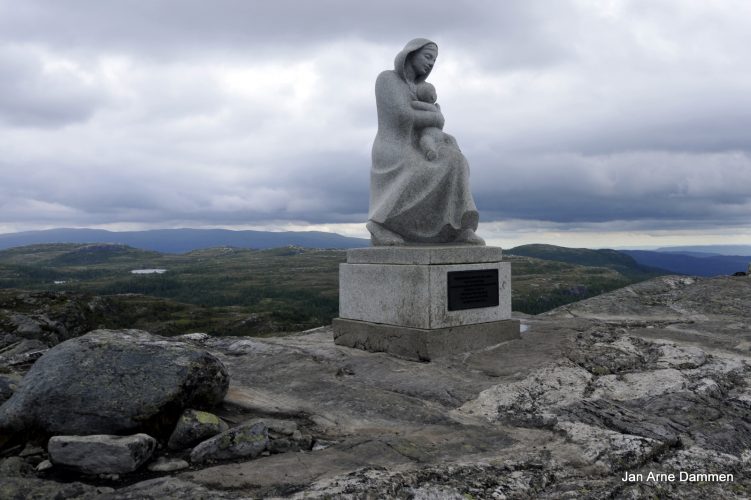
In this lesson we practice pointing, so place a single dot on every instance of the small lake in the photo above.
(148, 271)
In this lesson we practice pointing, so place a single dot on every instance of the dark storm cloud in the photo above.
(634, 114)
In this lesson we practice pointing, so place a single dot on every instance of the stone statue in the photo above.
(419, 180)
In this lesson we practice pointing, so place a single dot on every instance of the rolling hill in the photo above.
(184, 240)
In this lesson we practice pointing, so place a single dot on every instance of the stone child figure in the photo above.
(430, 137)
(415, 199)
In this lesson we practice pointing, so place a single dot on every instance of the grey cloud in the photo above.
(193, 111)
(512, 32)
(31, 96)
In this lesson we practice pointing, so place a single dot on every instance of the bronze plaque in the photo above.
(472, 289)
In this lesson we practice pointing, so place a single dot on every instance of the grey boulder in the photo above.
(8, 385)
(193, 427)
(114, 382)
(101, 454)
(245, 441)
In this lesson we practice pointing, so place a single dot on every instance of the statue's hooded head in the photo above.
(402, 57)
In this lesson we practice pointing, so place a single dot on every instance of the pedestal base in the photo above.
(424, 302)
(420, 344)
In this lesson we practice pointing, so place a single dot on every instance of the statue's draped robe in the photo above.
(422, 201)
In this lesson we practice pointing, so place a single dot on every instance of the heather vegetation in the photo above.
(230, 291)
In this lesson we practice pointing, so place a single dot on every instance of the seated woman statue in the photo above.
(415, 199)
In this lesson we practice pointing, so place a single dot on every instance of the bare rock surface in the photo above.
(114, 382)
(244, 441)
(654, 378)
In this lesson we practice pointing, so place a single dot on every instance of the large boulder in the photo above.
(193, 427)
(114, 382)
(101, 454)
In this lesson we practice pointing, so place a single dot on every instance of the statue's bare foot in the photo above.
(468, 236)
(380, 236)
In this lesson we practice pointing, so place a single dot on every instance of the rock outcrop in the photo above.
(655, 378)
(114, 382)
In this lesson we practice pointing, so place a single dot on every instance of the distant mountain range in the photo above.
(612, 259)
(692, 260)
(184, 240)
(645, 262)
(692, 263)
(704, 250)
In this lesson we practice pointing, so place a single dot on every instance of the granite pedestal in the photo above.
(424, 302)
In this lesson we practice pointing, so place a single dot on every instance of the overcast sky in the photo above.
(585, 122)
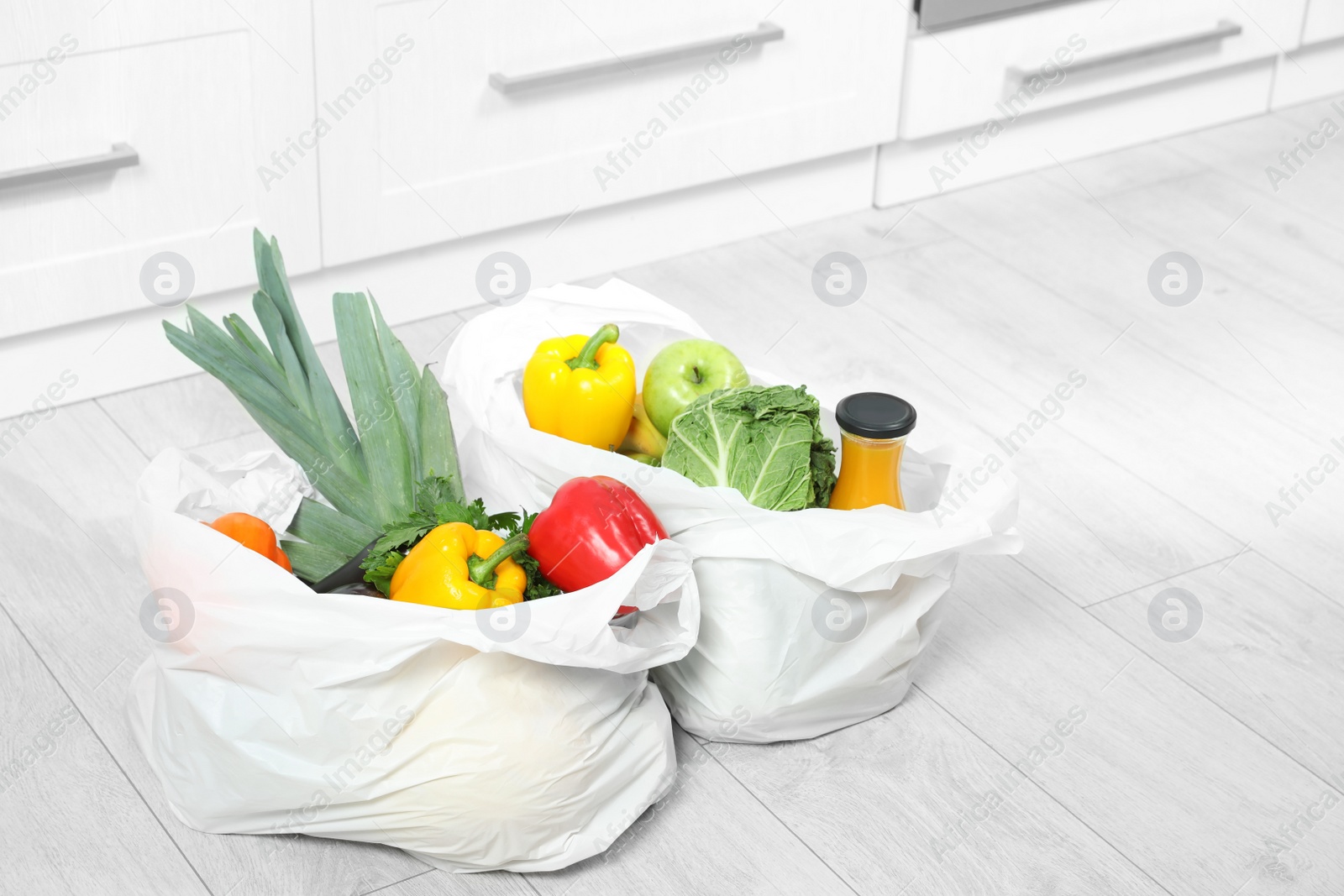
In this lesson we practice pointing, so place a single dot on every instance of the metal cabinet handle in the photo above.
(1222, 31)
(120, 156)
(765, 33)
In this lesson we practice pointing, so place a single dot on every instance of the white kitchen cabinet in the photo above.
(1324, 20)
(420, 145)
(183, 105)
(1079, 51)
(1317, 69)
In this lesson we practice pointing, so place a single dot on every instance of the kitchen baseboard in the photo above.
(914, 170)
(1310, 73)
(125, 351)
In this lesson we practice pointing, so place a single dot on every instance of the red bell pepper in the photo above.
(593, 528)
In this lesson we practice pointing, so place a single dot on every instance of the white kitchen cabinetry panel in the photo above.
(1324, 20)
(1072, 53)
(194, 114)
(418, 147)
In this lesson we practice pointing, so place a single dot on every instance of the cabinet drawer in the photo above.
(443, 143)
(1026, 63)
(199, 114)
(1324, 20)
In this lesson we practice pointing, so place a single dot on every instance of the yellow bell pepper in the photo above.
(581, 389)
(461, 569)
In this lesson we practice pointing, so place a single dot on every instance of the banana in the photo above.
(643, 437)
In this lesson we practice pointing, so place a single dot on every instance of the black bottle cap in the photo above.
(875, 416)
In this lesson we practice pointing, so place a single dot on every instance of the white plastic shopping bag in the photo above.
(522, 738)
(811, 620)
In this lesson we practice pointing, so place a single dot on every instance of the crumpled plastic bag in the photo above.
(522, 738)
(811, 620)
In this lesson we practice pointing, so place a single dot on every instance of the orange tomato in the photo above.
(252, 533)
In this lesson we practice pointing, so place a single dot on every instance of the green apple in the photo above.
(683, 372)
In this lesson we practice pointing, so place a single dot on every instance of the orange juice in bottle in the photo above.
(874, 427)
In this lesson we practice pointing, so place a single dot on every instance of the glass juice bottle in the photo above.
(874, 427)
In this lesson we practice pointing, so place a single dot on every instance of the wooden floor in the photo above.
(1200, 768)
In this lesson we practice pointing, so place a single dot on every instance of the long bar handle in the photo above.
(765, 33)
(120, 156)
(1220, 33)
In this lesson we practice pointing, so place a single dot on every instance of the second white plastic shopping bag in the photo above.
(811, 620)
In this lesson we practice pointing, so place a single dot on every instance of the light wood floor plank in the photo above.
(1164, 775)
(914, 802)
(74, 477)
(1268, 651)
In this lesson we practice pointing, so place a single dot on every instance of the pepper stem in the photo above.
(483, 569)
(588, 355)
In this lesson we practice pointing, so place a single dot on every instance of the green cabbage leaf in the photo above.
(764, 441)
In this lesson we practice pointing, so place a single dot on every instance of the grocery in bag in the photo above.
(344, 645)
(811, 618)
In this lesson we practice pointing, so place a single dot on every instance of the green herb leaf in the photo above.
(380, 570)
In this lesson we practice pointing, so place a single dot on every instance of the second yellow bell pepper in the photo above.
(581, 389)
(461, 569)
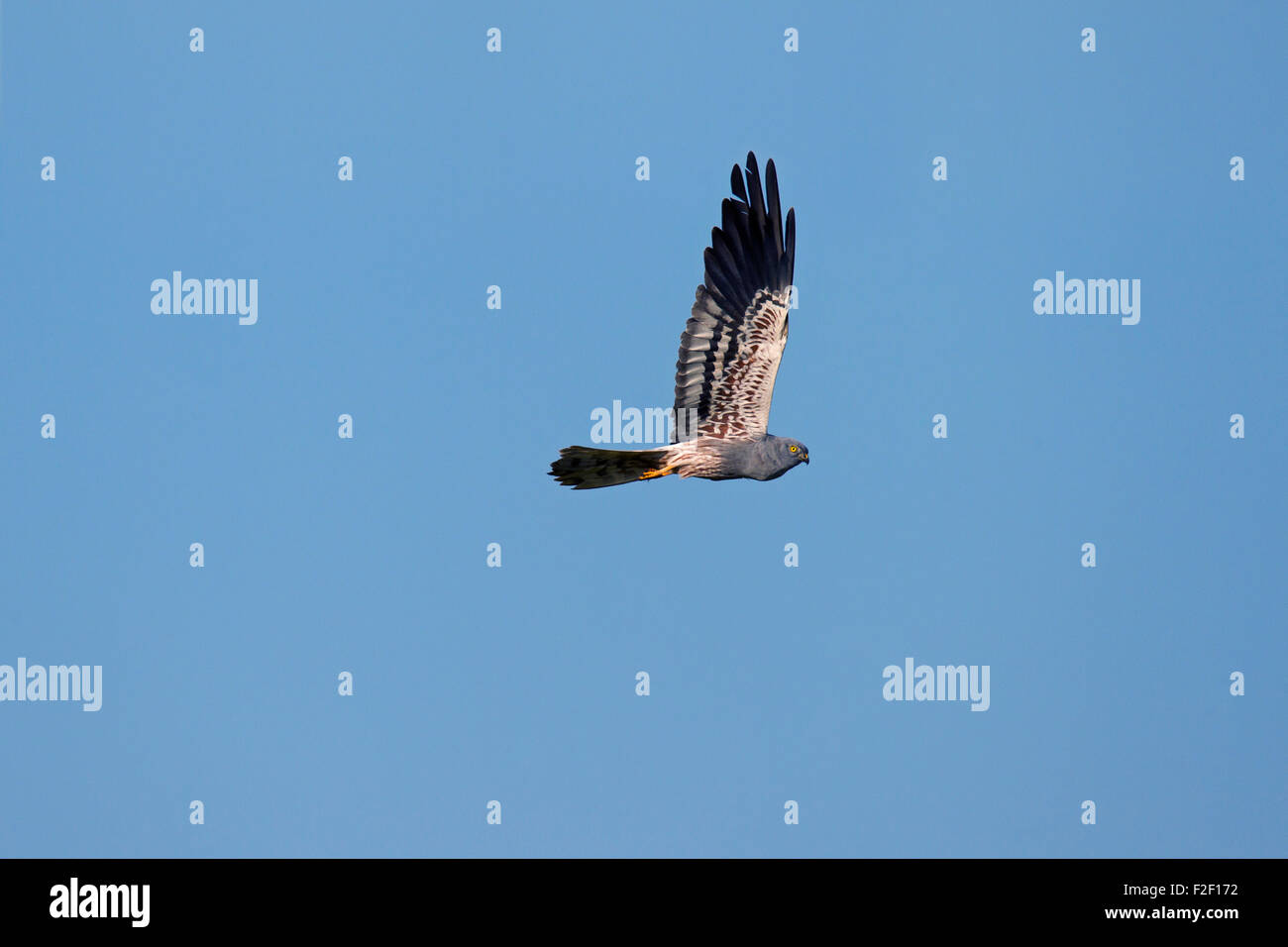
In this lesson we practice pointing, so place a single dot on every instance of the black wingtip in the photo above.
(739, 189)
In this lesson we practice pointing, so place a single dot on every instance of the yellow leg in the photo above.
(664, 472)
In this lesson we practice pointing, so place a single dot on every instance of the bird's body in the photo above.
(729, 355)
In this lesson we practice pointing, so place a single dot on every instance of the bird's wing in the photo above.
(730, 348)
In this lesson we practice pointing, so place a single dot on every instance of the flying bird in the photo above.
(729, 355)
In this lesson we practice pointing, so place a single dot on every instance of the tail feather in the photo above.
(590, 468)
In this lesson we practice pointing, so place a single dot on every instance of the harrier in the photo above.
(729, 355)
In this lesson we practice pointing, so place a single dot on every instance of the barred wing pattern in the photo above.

* * * * * * * * *

▸ TASK DIRECTIONS
Reproduce all the entries that precede this task, word for word, minus any pictures.

▸ EXERCISE OUTPUT
In this lesson we practice pointing, so place a single dot on every instance of the small lake in the photo above.
(148, 271)
In this lesson we practice pointing, so place a single dot on every instance of the dark storm cloud in the photo above.
(634, 114)
In this lesson we practice pointing, so place a single dot on every instance of the stone statue in the photo above.
(419, 180)
In this lesson we practice pointing, so place a single dot on every instance of the rolling hill in the photo above.
(184, 240)
In this lesson we practice pointing, so place a single dot on every instance of the stone child figure in the photo above.
(430, 137)
(415, 199)
In this lesson we practice pointing, so place a single dot on every instance of the grey cloud in the photo above.
(193, 111)
(512, 32)
(31, 96)
In this lesson we practice pointing, so place a single dot on every instance of the bronze plaque in the photo above.
(472, 289)
In this lesson we practice pointing, so place a single dot on every instance of the grey boulder in the photo above.
(8, 385)
(193, 427)
(114, 382)
(101, 454)
(245, 441)
In this lesson we practice pointing, so place a single dot on every instance of the statue's hooded head in the photo above.
(402, 57)
In this lesson we practice pointing, so place a single dot on every instance of the pedestal base in the photo above.
(424, 302)
(420, 344)
In this lesson we practice pointing, so place a single dot on every instance of the statue's draped robe in the photo above.
(422, 201)
In this lesson we practice pointing, so place a single dot on every instance of the heather vegetation in the photo above.
(230, 291)
In this lesson we practice pointing, so place a single dot on every instance of the seated woman statue in the photo above.
(415, 199)
In this lesson we practice pointing, so place a single dot on every instance of the bare rock surface in the photo above.
(114, 382)
(244, 441)
(654, 378)
In this lesson we practice pointing, so place a single dot on every instance of the large boulder in the photo above.
(193, 427)
(114, 382)
(101, 454)
In this lesson we practice pointing, so place a single dot on every instance of the statue's bare foot in the photo above.
(468, 236)
(380, 236)
In this lesson we practice pointing, so place a single dot on every instance of the rock outcrop in the photo above.
(655, 378)
(114, 382)
In this lesson we practice pointing, so place a single dot on every instance of the distant mountain range in the photo above.
(612, 259)
(692, 260)
(184, 240)
(645, 262)
(692, 263)
(704, 250)
In this lesson we practice pointing, so place a single dot on every instance of the granite pedestal in the photo above.
(424, 302)
In this lesson we practice pointing, so place a single dot on every instance of the overcast sky in the photo above.
(585, 122)
In this lesson we practice pointing, so place a single dot on every instance of the metal cabinet handle in the photo above.
(1222, 31)
(120, 156)
(765, 33)
In this lesson we practice pointing, so place a single dot on every instance of the white kitchen cabinet in the photo above.
(1324, 20)
(420, 145)
(183, 105)
(1079, 51)
(1317, 69)
In this lesson we practice pointing, so place a single dot on every instance of the kitchen baseboard in the photo above.
(914, 170)
(1310, 73)
(125, 351)
In this lesson we practice pointing, so place a single dot on every instance of the red bell pepper in the photo above.
(593, 528)
In this lesson we practice pointing, so place a single dot on every instance of the white kitchen cabinetry panel in the photo above.
(1324, 20)
(1072, 53)
(194, 114)
(418, 147)
In this lesson we practice pointing, so place a single dot on every instance of the cabinet drawer in the photo above.
(443, 143)
(1026, 63)
(199, 114)
(1324, 20)
In this lesson we practice pointing, so place a single dot on every instance of the yellow bell pepper in the photo above.
(581, 389)
(461, 569)
In this lesson we practice pointing, so place a single dot on every instance of the banana in the photo above.
(643, 437)
In this lesson we practice pointing, so place a single dot on every instance of the black bottle cap in the photo above.
(875, 416)
In this lesson we practice pointing, so place a single dot on every instance of the white plastic shopping bag in the photo above.
(522, 738)
(811, 620)
In this lesson we practice pointing, so place a single dot on every instance of the crumpled plastic bag in the photo above.
(522, 738)
(811, 620)
In this lesson we practice pointing, so place a single dot on every instance of the orange tomato in the photo above.
(252, 533)
In this lesson we practice pointing, so place a single dot on every instance of the green apple in the photo above.
(683, 372)
In this lesson we practice pointing, so place a single dot on every instance of the orange juice in bottle in the photo above.
(874, 427)
In this lesson we practice pointing, so place a single dot on every instance of the glass juice bottle in the photo above.
(874, 427)
In this lesson we practice pointing, so place a single dot on every instance of the wooden floor in the photo above.
(1200, 768)
In this lesson we practice pointing, so place a single dot on every instance of the long bar handle in the photo above.
(765, 33)
(120, 156)
(1220, 33)
In this lesson we practice pointing, so place a single dot on every instance of the second white plastic shopping bag in the photo above.
(811, 620)
In this lesson we practice pointing, so place a single dot on every instance of the light wood floor plank in the photo above.
(1164, 775)
(914, 802)
(74, 477)
(1268, 651)
In this lesson we practice pointing, so place a single dot on every instance of the pepper stem in the photo above.
(483, 569)
(588, 355)
In this lesson we practice pointing, so place a single dot on every instance of the green cabbage leaf in the photo above.
(764, 441)
In this lesson we practice pointing, so place a single dot on every instance of the grocery in bag in the photo above.
(344, 645)
(811, 618)
In this lesson we practice pointing, so place a single dot on every instance of the green herb leaf in the photo above.
(380, 570)
In this lesson we practice pointing, so place a single dot on every instance of the second yellow bell pepper in the photo above.
(581, 389)
(461, 569)
In this lesson we practice pointing, so place a single dot on every instance of the black wingtip in the photo above.
(739, 189)
In this lesson we practice pointing, so place a single dot on every instance of the yellow leg in the photo above.
(664, 472)
In this lesson we practice pointing, so place a single dot on every instance of the bird's body in the photo above.
(729, 355)
In this lesson we practice pointing, so place a single dot on every instance of the bird's wing in the photo above.
(730, 348)
In this lesson we practice pointing, so place a single dot on every instance of the flying bird in the photo above.
(729, 355)
In this lesson we practice pointing, so place a single dot on every instance of the tail feather in the photo above.
(590, 468)
In this lesson we practice pointing, so place a single dot on every instance of the harrier in the photo above.
(729, 355)
In this lesson we practice pointing, so place a single dot on every instance of the barred wing pattern in the photo above.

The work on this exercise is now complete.